[[ INFORMATION open ]]

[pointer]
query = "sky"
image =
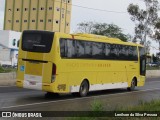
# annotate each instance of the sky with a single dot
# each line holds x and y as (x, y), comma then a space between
(119, 16)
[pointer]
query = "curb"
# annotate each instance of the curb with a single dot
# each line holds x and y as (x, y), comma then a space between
(9, 79)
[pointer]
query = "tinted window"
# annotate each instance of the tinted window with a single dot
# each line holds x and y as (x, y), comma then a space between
(107, 51)
(80, 49)
(88, 49)
(96, 50)
(142, 61)
(63, 48)
(114, 51)
(122, 52)
(37, 41)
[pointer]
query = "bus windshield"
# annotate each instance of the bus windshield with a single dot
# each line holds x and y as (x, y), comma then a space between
(37, 41)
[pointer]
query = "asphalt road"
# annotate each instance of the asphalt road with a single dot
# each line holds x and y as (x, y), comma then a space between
(17, 99)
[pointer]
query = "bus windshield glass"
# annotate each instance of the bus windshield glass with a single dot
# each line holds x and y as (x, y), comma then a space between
(37, 41)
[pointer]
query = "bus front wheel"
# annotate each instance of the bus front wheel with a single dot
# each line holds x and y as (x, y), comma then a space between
(84, 89)
(133, 85)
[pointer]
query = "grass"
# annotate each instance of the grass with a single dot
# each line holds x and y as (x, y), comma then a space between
(6, 70)
(143, 107)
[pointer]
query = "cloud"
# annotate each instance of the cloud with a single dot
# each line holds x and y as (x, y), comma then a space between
(1, 20)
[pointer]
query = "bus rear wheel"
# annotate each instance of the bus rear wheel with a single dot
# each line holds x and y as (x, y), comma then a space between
(84, 89)
(133, 85)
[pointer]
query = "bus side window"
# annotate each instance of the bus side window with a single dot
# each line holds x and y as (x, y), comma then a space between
(97, 50)
(71, 49)
(107, 51)
(88, 50)
(62, 48)
(135, 53)
(80, 46)
(114, 51)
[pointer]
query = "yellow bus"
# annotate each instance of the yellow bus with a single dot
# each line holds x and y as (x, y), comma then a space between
(78, 63)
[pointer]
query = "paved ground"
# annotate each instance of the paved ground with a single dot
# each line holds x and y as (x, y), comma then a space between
(17, 99)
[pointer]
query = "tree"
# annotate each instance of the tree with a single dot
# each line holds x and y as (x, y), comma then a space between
(144, 19)
(109, 30)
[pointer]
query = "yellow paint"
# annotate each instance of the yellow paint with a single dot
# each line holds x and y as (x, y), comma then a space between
(33, 15)
(56, 17)
(63, 16)
(17, 15)
(48, 15)
(68, 16)
(41, 15)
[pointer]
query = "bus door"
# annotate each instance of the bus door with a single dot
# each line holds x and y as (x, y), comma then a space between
(38, 67)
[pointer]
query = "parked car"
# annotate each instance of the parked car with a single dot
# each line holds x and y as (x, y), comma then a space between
(153, 64)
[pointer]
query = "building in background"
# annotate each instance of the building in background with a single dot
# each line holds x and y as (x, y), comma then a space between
(51, 15)
(9, 42)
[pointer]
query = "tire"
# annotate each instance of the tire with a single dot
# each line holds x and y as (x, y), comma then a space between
(133, 85)
(84, 89)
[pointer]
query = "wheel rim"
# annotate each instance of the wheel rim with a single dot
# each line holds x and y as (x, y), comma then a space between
(133, 84)
(84, 89)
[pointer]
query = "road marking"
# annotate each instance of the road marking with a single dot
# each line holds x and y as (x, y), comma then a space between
(78, 98)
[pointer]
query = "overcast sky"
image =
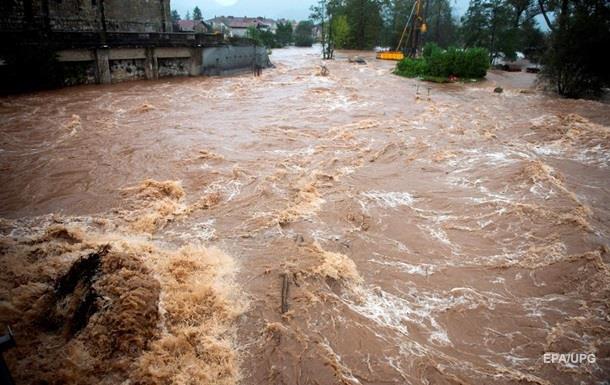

[[ INFORMATION closed ]]

• **WORK TASK**
Set down every record above exactly as it stands, but skip the pictures.

• **ANSWER TO THE EXERCISE**
[pointer]
query = "sky"
image =
# annotate each instance of the sky with a single dot
# each line holds x and y as (x, y), comma then a space between
(119, 16)
[pointer]
query = "curb"
# annotate each instance of the curb with a single dot
# each line holds x and y as (x, y), comma then a space between
(9, 79)
[pointer]
query = "tinted window"
# annotate each instance of the tinted window with a single dot
# each line holds x and y as (x, y), comma then a space between
(107, 51)
(80, 49)
(88, 49)
(96, 50)
(142, 61)
(63, 48)
(114, 51)
(122, 52)
(37, 41)
[pointer]
query = "bus windshield"
# annotate each instance of the bus windshield with a single dot
# each line holds x and y as (x, y), comma then a space between
(37, 41)
[pointer]
query = "asphalt road"
# annotate each instance of the asphalt road with a single dot
# each line holds x and y as (x, y), comma then a space between
(17, 99)
[pointer]
query = "bus windshield glass"
# annotate each instance of the bus windshield glass with a single dot
# each line holds x and y as (x, y), comma then a space between
(37, 41)
[pointer]
query = "bus front wheel"
# annotate each instance of the bus front wheel with a single dot
# each line holds x and y as (x, y), comma then a space between
(84, 89)
(133, 85)
[pointer]
query = "grass"
# annotate each instance of the grass with a single dot
# each line holds x and y as (x, y), comma then a space between
(6, 70)
(143, 107)
[pointer]
query = "cloud"
# annotate each instance of the cloud with a single dot
# each line holds x and y as (x, y), comma then a space between
(1, 20)
[pointer]
query = "bus rear wheel"
# annotate each instance of the bus rear wheel with a single dot
# each line holds x and y as (x, y), comma then a space between
(84, 89)
(133, 85)
[pointer]
query = "bus side window"
# annotate each instance of the bus side window with a single dot
# each line holds x and y as (x, y), comma then a space between
(97, 50)
(71, 49)
(107, 51)
(88, 50)
(62, 48)
(135, 53)
(80, 46)
(114, 51)
[pointer]
query = "yellow bus"
# annotate each instance of the yellow bus with a single dot
# each line holds x and y as (x, y), comma then a space between
(78, 63)
[pointer]
query = "paved ground"
# annotate each instance of the paved ground with a single dot
# each line holds x and y as (x, y), comma then a space between
(17, 99)
[pointer]
query = "tree"
# annotate each instance of the tree with a single dot
# each line holds x and y as (x, y), comma then a space between
(144, 19)
(109, 30)
[pointer]
query = "yellow paint"
# annotate each instance of the yellow paint with a single dot
# each line holds x and y as (x, y), comma then a space between
(33, 15)
(56, 17)
(63, 16)
(17, 15)
(48, 15)
(68, 16)
(41, 15)
[pointer]
query = "bus door"
# annotate each instance of the bus door with a single dot
# each line holds x and y as (x, y), comma then a space between
(38, 67)
[pointer]
query = "parked car"
# annotate each instance of the parked car with a single dot
# each line holds x and y as (x, y), comma then a space between
(153, 64)
[pointer]
query = "building in background"
# annotate each instance of the building in background with a single dot
# each line holds x and y as (x, y), comma then a space between
(51, 15)
(9, 42)
[pointer]
query = "tire"
# annotate each instance of the tire with a single dot
# each line holds x and y as (x, y), comma then a space between
(133, 85)
(84, 89)
[pointer]
query = "wheel rim"
# annotate each instance of the wheel rim with a single dot
# each line holds x and y as (x, y), comma then a space between
(133, 84)
(84, 89)
[pointer]
query = "road marking"
# annotate each instance of the road marking with a single dot
# each line holds x and y as (x, y), comma then a space between
(78, 98)
[pointer]
query = "overcast sky"
image =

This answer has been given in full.